**RECORDED DATA**
----
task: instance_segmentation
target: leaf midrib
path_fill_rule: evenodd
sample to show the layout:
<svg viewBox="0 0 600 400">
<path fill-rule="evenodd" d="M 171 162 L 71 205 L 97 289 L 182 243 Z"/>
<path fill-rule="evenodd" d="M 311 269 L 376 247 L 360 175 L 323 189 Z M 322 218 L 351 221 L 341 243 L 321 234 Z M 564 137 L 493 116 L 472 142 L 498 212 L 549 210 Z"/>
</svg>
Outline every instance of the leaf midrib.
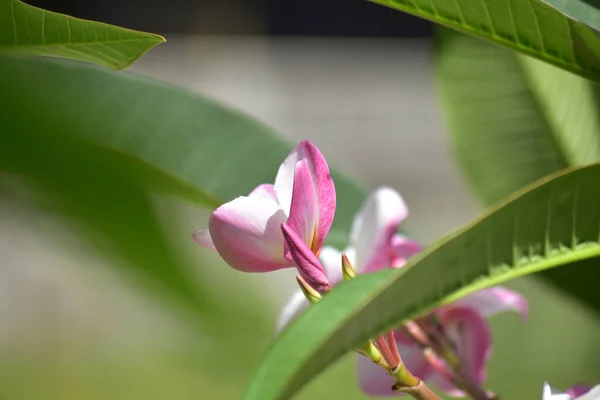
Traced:
<svg viewBox="0 0 600 400">
<path fill-rule="evenodd" d="M 381 290 L 376 291 L 373 295 L 369 295 L 368 297 L 366 297 L 360 304 L 360 307 L 357 307 L 357 312 L 352 313 L 350 315 L 348 315 L 346 318 L 342 319 L 342 323 L 337 324 L 337 327 L 331 331 L 331 333 L 327 336 L 326 339 L 324 340 L 320 340 L 319 343 L 320 344 L 324 344 L 327 343 L 327 341 L 329 340 L 329 338 L 334 337 L 337 333 L 341 332 L 348 321 L 352 320 L 353 318 L 356 317 L 356 315 L 360 312 L 360 310 L 363 310 L 364 308 L 366 308 L 369 304 L 371 304 L 374 299 L 376 299 L 378 296 L 380 296 L 382 293 L 385 293 L 392 285 L 394 285 L 398 279 L 400 278 L 400 276 L 405 275 L 407 273 L 410 273 L 410 271 L 412 270 L 413 265 L 415 265 L 417 262 L 419 262 L 422 258 L 429 256 L 430 254 L 434 253 L 435 251 L 437 251 L 442 244 L 446 245 L 450 242 L 452 242 L 453 240 L 456 240 L 456 238 L 458 236 L 460 236 L 463 232 L 470 230 L 472 228 L 474 228 L 475 226 L 478 226 L 479 224 L 481 224 L 487 217 L 489 217 L 490 215 L 494 214 L 496 211 L 498 211 L 499 209 L 501 209 L 505 204 L 511 203 L 513 201 L 515 201 L 516 199 L 522 197 L 523 195 L 525 195 L 526 193 L 528 193 L 531 189 L 549 181 L 552 180 L 553 178 L 565 175 L 569 172 L 572 172 L 574 170 L 580 169 L 581 167 L 577 168 L 568 168 L 566 170 L 563 171 L 559 171 L 555 174 L 552 174 L 550 176 L 547 176 L 545 178 L 543 178 L 542 180 L 538 181 L 538 182 L 534 182 L 531 183 L 527 186 L 525 186 L 523 189 L 517 191 L 516 193 L 508 196 L 505 201 L 503 201 L 501 204 L 498 204 L 495 207 L 490 208 L 488 211 L 484 212 L 483 214 L 481 214 L 477 220 L 473 221 L 472 223 L 468 224 L 467 226 L 464 226 L 462 229 L 458 229 L 454 232 L 452 232 L 451 234 L 449 234 L 444 240 L 433 244 L 430 247 L 427 247 L 423 252 L 417 254 L 416 256 L 414 256 L 413 258 L 411 258 L 408 261 L 408 264 L 399 269 L 399 270 L 385 270 L 385 271 L 379 271 L 379 272 L 375 272 L 373 274 L 370 275 L 381 275 L 383 276 L 384 274 L 386 275 L 390 275 L 389 278 L 387 278 L 382 284 L 381 284 Z M 582 261 L 582 260 L 586 260 L 586 259 L 592 259 L 592 258 L 600 258 L 600 242 L 598 241 L 594 241 L 594 242 L 583 242 L 578 244 L 577 246 L 575 246 L 574 249 L 572 249 L 569 253 L 563 253 L 563 254 L 555 254 L 552 255 L 552 253 L 550 253 L 549 257 L 543 257 L 542 260 L 536 260 L 535 262 L 531 263 L 531 265 L 527 266 L 527 265 L 521 265 L 519 266 L 519 263 L 517 262 L 516 266 L 512 266 L 512 268 L 510 269 L 510 271 L 508 272 L 503 272 L 500 273 L 496 276 L 486 276 L 486 277 L 478 277 L 475 280 L 473 280 L 471 283 L 469 283 L 466 286 L 461 287 L 460 289 L 457 290 L 453 290 L 451 291 L 449 294 L 447 295 L 443 295 L 439 300 L 433 302 L 432 304 L 426 306 L 426 307 L 417 307 L 416 310 L 412 313 L 408 313 L 409 317 L 405 318 L 402 321 L 391 321 L 389 323 L 387 323 L 383 328 L 379 329 L 378 332 L 383 332 L 386 329 L 390 329 L 394 326 L 397 326 L 399 324 L 402 324 L 405 321 L 408 321 L 412 318 L 414 318 L 414 316 L 418 316 L 418 315 L 422 315 L 428 311 L 431 311 L 432 309 L 435 309 L 436 307 L 439 307 L 441 305 L 444 304 L 448 304 L 452 301 L 456 301 L 468 294 L 474 293 L 478 290 L 481 289 L 485 289 L 487 287 L 492 287 L 492 286 L 496 286 L 499 285 L 501 283 L 504 283 L 508 280 L 511 279 L 515 279 L 515 278 L 519 278 L 525 275 L 529 275 L 535 272 L 540 272 L 546 269 L 550 269 L 552 267 L 559 267 L 559 266 L 565 266 L 565 262 L 569 262 L 569 263 L 574 263 L 577 261 Z M 516 267 L 516 268 L 515 268 Z M 489 271 L 489 269 L 488 269 Z M 395 278 L 391 278 L 392 275 L 397 274 L 398 276 L 396 276 Z M 358 277 L 358 279 L 361 279 L 361 277 Z M 481 281 L 480 283 L 478 283 L 478 281 Z M 352 282 L 348 282 L 348 283 L 352 283 Z M 342 285 L 347 286 L 348 285 L 347 282 L 342 282 Z M 319 305 L 317 305 L 319 306 Z M 289 327 L 293 326 L 293 323 L 290 324 Z M 282 333 L 281 336 L 283 335 L 289 335 L 290 329 L 285 329 Z M 369 337 L 373 336 L 373 334 L 365 334 L 364 337 L 362 337 L 361 339 L 357 340 L 355 343 L 355 347 L 358 346 L 362 341 L 367 340 Z M 287 336 L 286 336 L 287 337 Z M 277 342 L 276 342 L 277 343 Z M 275 349 L 275 346 L 272 346 L 267 354 L 267 356 L 265 357 L 265 359 L 269 359 L 269 354 L 271 354 L 271 352 Z M 288 399 L 291 397 L 291 395 L 293 395 L 294 393 L 297 393 L 298 390 L 293 390 L 291 393 L 288 393 L 288 391 L 290 390 L 289 387 L 289 383 L 293 382 L 295 380 L 296 377 L 298 377 L 300 375 L 300 372 L 303 371 L 303 369 L 305 368 L 305 366 L 311 364 L 313 362 L 313 359 L 315 356 L 317 356 L 318 354 L 320 354 L 319 350 L 323 348 L 323 346 L 315 346 L 315 348 L 317 349 L 317 351 L 312 351 L 311 352 L 311 356 L 309 358 L 306 358 L 304 362 L 302 362 L 301 367 L 296 368 L 295 372 L 293 374 L 290 375 L 289 379 L 286 379 L 286 384 L 282 387 L 282 390 L 278 391 L 278 395 L 276 397 L 267 397 L 266 399 L 268 400 L 270 399 L 277 399 L 277 400 L 284 400 L 284 399 Z M 335 355 L 333 357 L 333 361 L 335 361 L 336 359 L 340 358 L 345 352 L 347 352 L 348 350 L 344 350 L 343 352 L 340 352 L 340 354 Z M 329 363 L 328 365 L 330 365 L 331 363 Z M 262 366 L 259 367 L 259 369 L 262 369 Z M 308 383 L 311 379 L 314 378 L 315 375 L 312 375 L 310 378 L 306 379 L 305 382 L 303 384 L 300 385 L 300 388 L 302 386 L 304 386 L 306 383 Z M 254 381 L 252 381 L 254 382 Z M 253 386 L 250 386 L 250 388 L 248 389 L 248 391 L 246 392 L 245 396 L 244 396 L 244 400 L 255 400 L 257 399 L 256 396 L 252 395 L 252 392 L 250 392 L 250 390 L 253 390 Z"/>
</svg>

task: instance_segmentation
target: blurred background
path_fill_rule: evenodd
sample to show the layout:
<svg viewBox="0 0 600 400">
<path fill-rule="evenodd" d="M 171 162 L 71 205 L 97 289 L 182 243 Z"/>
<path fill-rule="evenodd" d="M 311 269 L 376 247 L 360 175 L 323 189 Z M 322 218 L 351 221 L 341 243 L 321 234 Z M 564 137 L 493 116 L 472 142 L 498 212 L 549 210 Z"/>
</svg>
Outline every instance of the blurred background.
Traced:
<svg viewBox="0 0 600 400">
<path fill-rule="evenodd" d="M 310 139 L 367 188 L 396 188 L 411 211 L 404 228 L 424 243 L 479 211 L 453 160 L 425 21 L 363 0 L 28 3 L 165 35 L 132 71 L 242 110 L 290 142 Z M 191 327 L 104 268 L 52 214 L 2 203 L 0 399 L 240 398 L 295 289 L 293 271 L 231 270 L 191 240 L 206 211 L 156 202 L 174 245 L 230 310 L 212 321 L 220 333 Z M 597 319 L 534 279 L 509 286 L 528 295 L 530 317 L 492 320 L 489 387 L 533 399 L 544 380 L 595 383 Z M 349 355 L 299 398 L 363 399 L 353 376 Z"/>
</svg>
----
**WHAT TO WORK ON**
Which lines in the records above contain the word "Outline"? Locate each one and copy it out in full, treating uppercase and lowercase as different.

**RESPONSE FOR THIS EXERCISE**
Outline every instance of the leaf midrib.
Outline every instance of the blurred background.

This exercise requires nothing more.